Material provided –
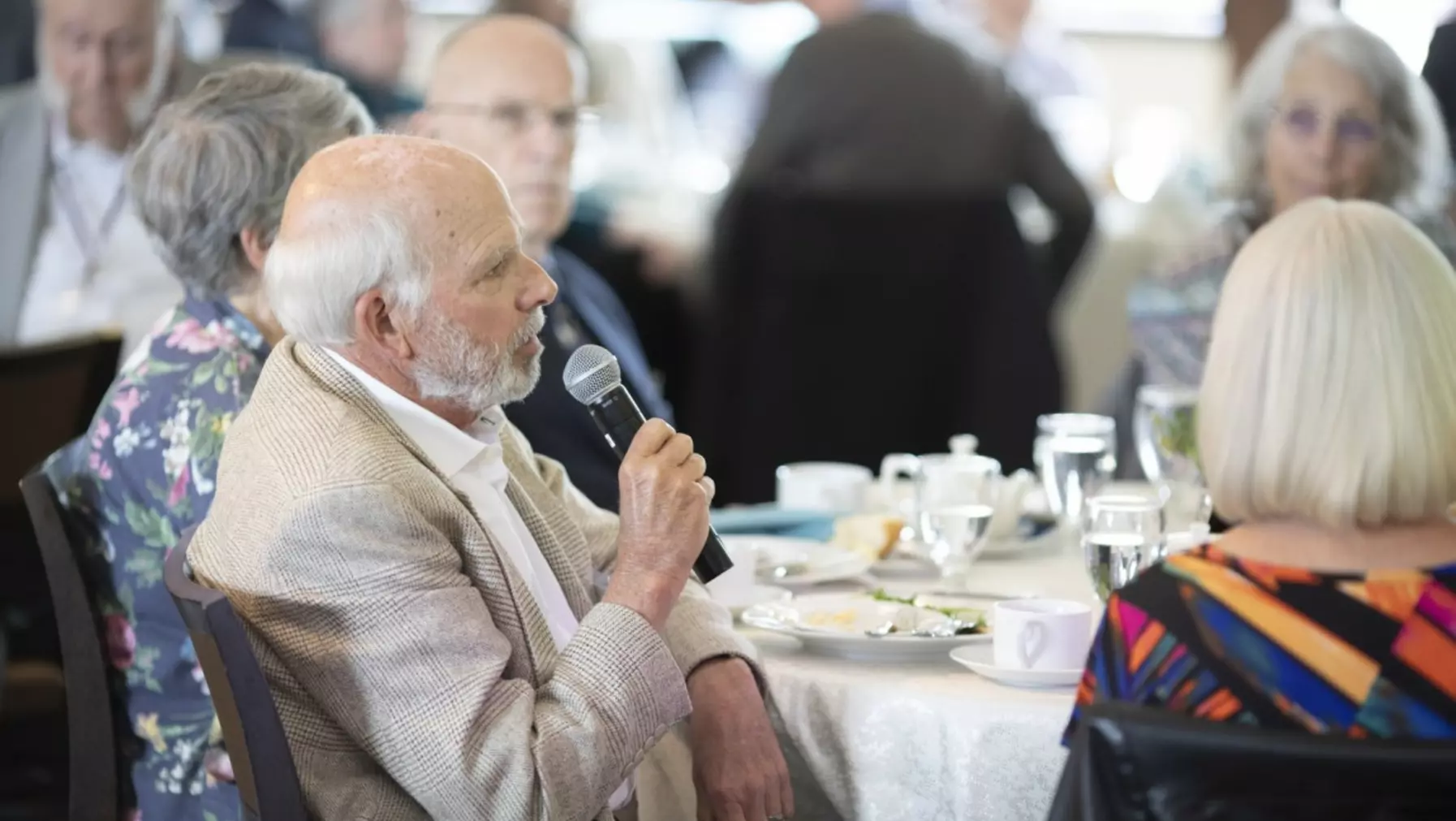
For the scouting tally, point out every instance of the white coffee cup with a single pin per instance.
(1041, 633)
(830, 486)
(734, 587)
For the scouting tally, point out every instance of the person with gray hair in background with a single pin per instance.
(367, 42)
(210, 182)
(73, 253)
(1325, 110)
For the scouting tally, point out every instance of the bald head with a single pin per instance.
(509, 89)
(405, 255)
(433, 188)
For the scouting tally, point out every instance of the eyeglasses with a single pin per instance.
(517, 119)
(1305, 123)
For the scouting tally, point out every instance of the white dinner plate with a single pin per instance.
(834, 624)
(979, 659)
(799, 562)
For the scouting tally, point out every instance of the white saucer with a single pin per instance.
(977, 659)
(757, 594)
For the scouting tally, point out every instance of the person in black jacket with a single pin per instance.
(16, 41)
(510, 89)
(1441, 71)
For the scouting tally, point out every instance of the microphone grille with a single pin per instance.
(592, 371)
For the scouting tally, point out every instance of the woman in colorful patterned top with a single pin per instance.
(1327, 428)
(210, 181)
(1325, 110)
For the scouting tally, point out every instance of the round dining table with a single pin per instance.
(933, 740)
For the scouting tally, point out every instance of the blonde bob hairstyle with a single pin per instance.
(1329, 391)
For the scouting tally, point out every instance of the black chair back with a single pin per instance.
(47, 398)
(848, 326)
(91, 736)
(262, 764)
(50, 393)
(1144, 764)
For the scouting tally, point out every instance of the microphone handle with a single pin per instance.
(619, 420)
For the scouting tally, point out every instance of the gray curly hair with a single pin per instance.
(1414, 174)
(222, 159)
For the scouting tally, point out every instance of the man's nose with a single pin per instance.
(541, 288)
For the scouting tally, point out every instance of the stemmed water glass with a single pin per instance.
(1120, 536)
(1076, 455)
(958, 505)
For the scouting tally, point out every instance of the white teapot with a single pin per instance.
(953, 477)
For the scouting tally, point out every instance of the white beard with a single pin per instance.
(469, 374)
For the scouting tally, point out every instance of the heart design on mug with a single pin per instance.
(1032, 642)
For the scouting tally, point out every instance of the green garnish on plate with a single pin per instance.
(975, 619)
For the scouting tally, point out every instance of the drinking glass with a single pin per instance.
(1053, 426)
(1072, 469)
(1168, 452)
(1120, 536)
(960, 534)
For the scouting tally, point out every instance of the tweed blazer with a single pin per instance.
(411, 667)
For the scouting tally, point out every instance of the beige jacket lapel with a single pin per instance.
(539, 642)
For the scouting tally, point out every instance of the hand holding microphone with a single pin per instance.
(664, 490)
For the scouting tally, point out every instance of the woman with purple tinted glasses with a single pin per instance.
(1325, 110)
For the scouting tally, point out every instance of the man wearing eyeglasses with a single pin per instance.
(510, 89)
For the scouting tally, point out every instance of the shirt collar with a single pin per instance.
(63, 147)
(445, 444)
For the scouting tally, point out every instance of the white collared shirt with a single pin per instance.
(131, 286)
(475, 465)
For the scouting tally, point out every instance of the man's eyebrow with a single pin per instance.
(493, 259)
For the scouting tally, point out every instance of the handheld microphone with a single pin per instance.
(594, 378)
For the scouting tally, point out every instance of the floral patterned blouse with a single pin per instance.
(141, 475)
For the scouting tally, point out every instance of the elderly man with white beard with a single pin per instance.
(73, 253)
(449, 628)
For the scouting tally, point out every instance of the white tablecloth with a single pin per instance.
(933, 741)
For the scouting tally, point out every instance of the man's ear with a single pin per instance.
(376, 323)
(254, 248)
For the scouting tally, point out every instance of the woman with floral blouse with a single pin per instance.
(209, 181)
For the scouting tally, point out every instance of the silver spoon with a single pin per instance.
(881, 631)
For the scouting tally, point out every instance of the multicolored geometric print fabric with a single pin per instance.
(1230, 639)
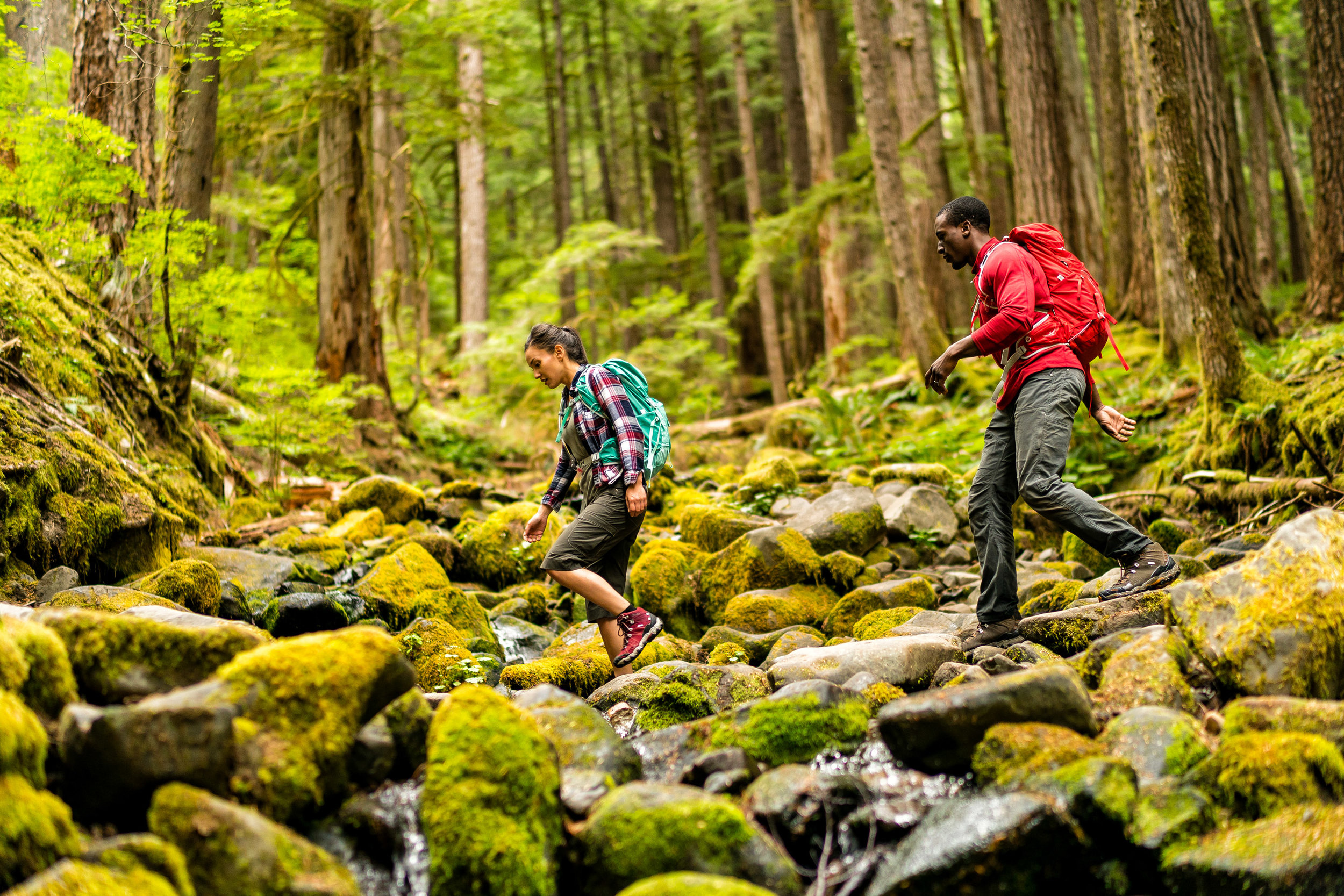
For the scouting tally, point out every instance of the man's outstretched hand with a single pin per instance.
(1114, 424)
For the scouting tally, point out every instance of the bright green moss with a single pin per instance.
(491, 805)
(805, 605)
(192, 583)
(50, 683)
(1014, 751)
(303, 701)
(877, 623)
(1259, 774)
(103, 649)
(673, 703)
(793, 730)
(1058, 597)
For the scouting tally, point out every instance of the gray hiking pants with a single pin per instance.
(1025, 454)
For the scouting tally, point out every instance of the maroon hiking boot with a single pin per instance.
(638, 629)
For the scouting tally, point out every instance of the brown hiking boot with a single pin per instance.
(992, 633)
(1152, 569)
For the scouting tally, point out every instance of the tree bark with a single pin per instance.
(350, 335)
(705, 162)
(816, 101)
(189, 164)
(752, 176)
(471, 173)
(1324, 23)
(1222, 369)
(1036, 119)
(875, 71)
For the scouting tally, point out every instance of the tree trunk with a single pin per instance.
(471, 173)
(1324, 23)
(875, 70)
(705, 183)
(189, 164)
(1222, 369)
(1257, 159)
(660, 152)
(752, 175)
(561, 166)
(1261, 50)
(1216, 130)
(350, 336)
(1036, 119)
(1106, 66)
(816, 101)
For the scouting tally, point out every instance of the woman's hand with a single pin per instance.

Work to complete – Express the part of the items that runs from the line containing "bark with a single pin per instance." through the last line of the items as a JSON list of strings, one string per line, leaving out blank lines.

Solution –
[
  "For the scouting tally, point out every instance of the tree bark with a single pin per instance.",
  "(350, 335)",
  "(705, 162)",
  "(816, 101)",
  "(189, 164)",
  "(752, 176)",
  "(471, 173)",
  "(1324, 23)",
  "(1222, 369)",
  "(1036, 119)",
  "(875, 71)",
  "For the scouting tally, point out every instance of the tree trunk with a single pin per instance.",
  "(471, 173)",
  "(1324, 23)",
  "(875, 70)",
  "(705, 183)",
  "(189, 164)",
  "(1222, 369)",
  "(1257, 159)",
  "(660, 152)",
  "(752, 175)",
  "(561, 166)",
  "(1261, 50)",
  "(1216, 130)",
  "(350, 336)",
  "(1036, 119)",
  "(1106, 66)",
  "(816, 101)",
  "For the scouting tally, point out every instance of the woman's hand with a single pin per instance."
]